(Records for location labeling)
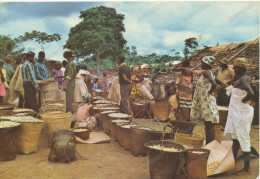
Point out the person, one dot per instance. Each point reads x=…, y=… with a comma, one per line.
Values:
x=8, y=67
x=69, y=77
x=29, y=82
x=145, y=73
x=40, y=68
x=57, y=73
x=240, y=113
x=185, y=88
x=95, y=86
x=21, y=97
x=80, y=86
x=85, y=116
x=2, y=80
x=226, y=75
x=134, y=91
x=155, y=84
x=204, y=106
x=64, y=66
x=173, y=100
x=125, y=85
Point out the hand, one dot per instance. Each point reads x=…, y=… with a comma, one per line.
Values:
x=38, y=89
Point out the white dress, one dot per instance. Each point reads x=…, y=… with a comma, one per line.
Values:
x=239, y=119
x=80, y=86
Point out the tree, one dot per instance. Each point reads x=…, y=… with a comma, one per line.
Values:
x=190, y=43
x=40, y=38
x=99, y=34
x=8, y=45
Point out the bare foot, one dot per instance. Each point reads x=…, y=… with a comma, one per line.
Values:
x=242, y=172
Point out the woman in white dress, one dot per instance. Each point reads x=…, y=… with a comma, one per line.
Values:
x=240, y=113
x=80, y=85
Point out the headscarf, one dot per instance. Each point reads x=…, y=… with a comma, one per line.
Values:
x=209, y=60
x=240, y=62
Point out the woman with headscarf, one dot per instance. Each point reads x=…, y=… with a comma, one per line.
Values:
x=80, y=86
x=204, y=106
x=240, y=113
x=69, y=77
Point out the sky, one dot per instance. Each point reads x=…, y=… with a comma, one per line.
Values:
x=153, y=27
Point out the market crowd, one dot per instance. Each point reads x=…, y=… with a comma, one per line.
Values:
x=225, y=86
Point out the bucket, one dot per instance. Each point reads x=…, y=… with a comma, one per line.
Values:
x=55, y=122
x=161, y=110
x=139, y=136
x=139, y=109
x=223, y=113
x=114, y=127
x=104, y=118
x=8, y=142
x=196, y=163
x=184, y=127
x=28, y=134
x=115, y=116
x=163, y=164
x=196, y=142
x=120, y=132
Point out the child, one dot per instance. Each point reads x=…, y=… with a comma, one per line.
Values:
x=57, y=73
x=2, y=80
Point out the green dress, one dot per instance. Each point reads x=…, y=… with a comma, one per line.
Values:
x=204, y=106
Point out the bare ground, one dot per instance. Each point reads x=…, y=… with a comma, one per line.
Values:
x=107, y=160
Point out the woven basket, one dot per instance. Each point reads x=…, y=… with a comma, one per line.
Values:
x=161, y=110
x=55, y=122
x=139, y=109
x=223, y=117
x=218, y=132
x=8, y=143
x=196, y=142
x=28, y=137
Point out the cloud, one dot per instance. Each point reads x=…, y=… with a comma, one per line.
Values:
x=153, y=27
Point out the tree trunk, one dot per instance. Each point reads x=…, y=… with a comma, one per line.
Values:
x=97, y=58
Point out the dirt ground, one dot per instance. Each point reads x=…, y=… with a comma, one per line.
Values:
x=108, y=160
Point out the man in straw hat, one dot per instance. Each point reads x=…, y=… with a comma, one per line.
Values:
x=69, y=76
x=240, y=113
x=225, y=74
x=204, y=106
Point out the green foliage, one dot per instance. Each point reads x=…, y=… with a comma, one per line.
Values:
x=41, y=38
x=98, y=35
x=8, y=45
x=190, y=43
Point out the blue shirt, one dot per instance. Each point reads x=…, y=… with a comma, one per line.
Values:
x=29, y=73
x=41, y=71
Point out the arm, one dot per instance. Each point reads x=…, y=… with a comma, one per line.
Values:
x=248, y=88
x=208, y=75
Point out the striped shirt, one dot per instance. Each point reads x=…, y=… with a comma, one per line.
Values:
x=41, y=71
x=29, y=73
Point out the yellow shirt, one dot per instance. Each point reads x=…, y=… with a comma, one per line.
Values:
x=4, y=73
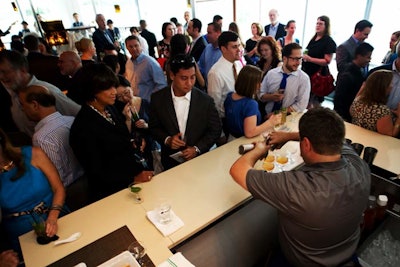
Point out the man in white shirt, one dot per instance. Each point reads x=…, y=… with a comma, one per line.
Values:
x=223, y=74
x=51, y=131
x=295, y=92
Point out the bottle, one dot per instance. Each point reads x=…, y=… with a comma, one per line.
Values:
x=370, y=214
x=381, y=207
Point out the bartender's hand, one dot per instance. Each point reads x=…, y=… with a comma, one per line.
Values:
x=144, y=176
x=9, y=258
x=175, y=141
x=280, y=138
x=189, y=153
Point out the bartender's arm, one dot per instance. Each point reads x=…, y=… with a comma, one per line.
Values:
x=246, y=162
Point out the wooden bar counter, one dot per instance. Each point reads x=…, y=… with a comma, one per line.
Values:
x=200, y=191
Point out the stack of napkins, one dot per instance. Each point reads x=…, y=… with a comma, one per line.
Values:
x=176, y=260
x=168, y=228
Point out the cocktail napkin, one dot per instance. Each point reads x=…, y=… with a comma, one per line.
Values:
x=168, y=228
x=176, y=260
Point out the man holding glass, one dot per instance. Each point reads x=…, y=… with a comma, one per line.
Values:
x=183, y=119
x=320, y=205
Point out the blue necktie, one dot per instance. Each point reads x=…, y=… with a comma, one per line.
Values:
x=278, y=105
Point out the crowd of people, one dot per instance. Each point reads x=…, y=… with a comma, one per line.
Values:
x=95, y=120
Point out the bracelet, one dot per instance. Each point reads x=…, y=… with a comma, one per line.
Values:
x=56, y=207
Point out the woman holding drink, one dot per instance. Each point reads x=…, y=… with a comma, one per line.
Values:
x=241, y=109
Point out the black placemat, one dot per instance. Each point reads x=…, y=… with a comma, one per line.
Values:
x=102, y=250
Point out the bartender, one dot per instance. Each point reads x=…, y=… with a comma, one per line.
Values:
x=320, y=205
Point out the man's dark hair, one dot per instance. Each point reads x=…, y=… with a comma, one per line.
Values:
x=96, y=77
x=227, y=37
x=45, y=99
x=325, y=130
x=287, y=49
x=363, y=49
x=111, y=61
x=216, y=18
x=362, y=24
x=31, y=42
x=132, y=37
x=181, y=61
x=16, y=59
x=123, y=81
x=196, y=24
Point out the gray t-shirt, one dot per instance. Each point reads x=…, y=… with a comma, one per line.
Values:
x=320, y=208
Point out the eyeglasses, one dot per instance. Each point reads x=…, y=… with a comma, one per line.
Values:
x=185, y=60
x=296, y=58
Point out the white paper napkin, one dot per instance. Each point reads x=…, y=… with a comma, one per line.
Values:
x=176, y=260
x=165, y=229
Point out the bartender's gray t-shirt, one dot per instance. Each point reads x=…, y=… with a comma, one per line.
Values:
x=320, y=207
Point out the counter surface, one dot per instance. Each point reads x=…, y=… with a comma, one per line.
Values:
x=201, y=191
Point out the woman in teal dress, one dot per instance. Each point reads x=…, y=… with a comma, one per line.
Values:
x=30, y=188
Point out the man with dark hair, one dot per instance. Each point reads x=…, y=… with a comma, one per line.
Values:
x=223, y=74
x=149, y=36
x=218, y=19
x=345, y=52
x=183, y=119
x=101, y=36
x=15, y=76
x=211, y=52
x=51, y=132
x=142, y=71
x=198, y=44
x=320, y=205
x=286, y=86
x=44, y=67
x=350, y=80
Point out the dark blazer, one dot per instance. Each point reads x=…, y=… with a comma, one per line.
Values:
x=203, y=126
x=104, y=151
x=279, y=33
x=45, y=68
x=345, y=54
x=198, y=48
x=347, y=86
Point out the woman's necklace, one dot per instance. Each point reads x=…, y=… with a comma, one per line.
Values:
x=106, y=115
x=7, y=166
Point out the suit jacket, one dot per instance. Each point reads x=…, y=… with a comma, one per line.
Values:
x=280, y=32
x=45, y=68
x=203, y=126
x=104, y=151
x=345, y=54
x=198, y=48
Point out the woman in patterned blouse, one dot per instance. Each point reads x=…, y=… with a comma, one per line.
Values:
x=369, y=108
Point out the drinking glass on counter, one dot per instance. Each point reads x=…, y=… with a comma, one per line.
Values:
x=281, y=159
x=138, y=251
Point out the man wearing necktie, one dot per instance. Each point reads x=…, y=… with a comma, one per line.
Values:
x=286, y=86
x=223, y=74
x=101, y=37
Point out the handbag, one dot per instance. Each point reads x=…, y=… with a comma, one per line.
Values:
x=322, y=85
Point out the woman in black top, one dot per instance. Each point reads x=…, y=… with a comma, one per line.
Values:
x=320, y=53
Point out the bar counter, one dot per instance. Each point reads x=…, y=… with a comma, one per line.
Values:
x=200, y=191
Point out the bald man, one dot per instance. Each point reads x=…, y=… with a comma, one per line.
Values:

• [WRITTEN EXERCISE]
Convert the lines from the line containing "Point out the man holding" through the line containing "x=278, y=105" into a JSON list of strings, one string per line, omitting any blank lines.

• [EXERCISE RESULT]
[
  "Point out the man holding glass, one dot per instance. Each point reads x=…, y=… with a comma, one per line.",
  "Values:",
  "x=183, y=119",
  "x=320, y=205",
  "Point out the blue necktie, one dot per instance. Each point reads x=…, y=… with a comma, one per line.",
  "Values:",
  "x=278, y=105"
]